Exercise: Output the data in full. Keep every word exact and exclude the pictures.

Dataset records:

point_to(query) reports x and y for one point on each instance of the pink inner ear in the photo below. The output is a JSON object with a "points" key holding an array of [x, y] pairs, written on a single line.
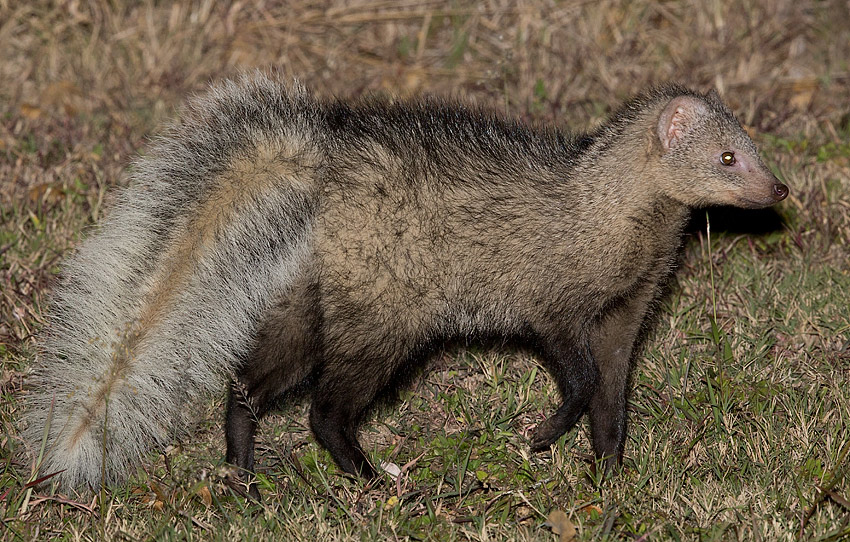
{"points": [[677, 127]]}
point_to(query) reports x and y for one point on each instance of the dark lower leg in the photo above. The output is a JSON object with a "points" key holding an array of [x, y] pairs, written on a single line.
{"points": [[577, 378]]}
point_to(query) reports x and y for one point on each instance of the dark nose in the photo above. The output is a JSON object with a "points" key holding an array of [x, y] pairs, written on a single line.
{"points": [[780, 191]]}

Solution to this exercise:
point_to(query) reports x and y for one point on each instance of the pink inner ear in the photo below. The output is a JSON object with a "points" key holding an array of [x, y] pairs, written on a single line.
{"points": [[677, 127]]}
point_to(query) reports x and y for one point on each instance of the dark lower leg in the photo above. The output is a JSON object with a "points" key holding an array of [x, y] pairs, written on a single line.
{"points": [[577, 378]]}
point_to(query) reports x and y for one point on each instance of the dark nose in the photo above. The output is a JSON object with a "points" key holding an array of [x, y] pairs, written on a single line.
{"points": [[780, 191]]}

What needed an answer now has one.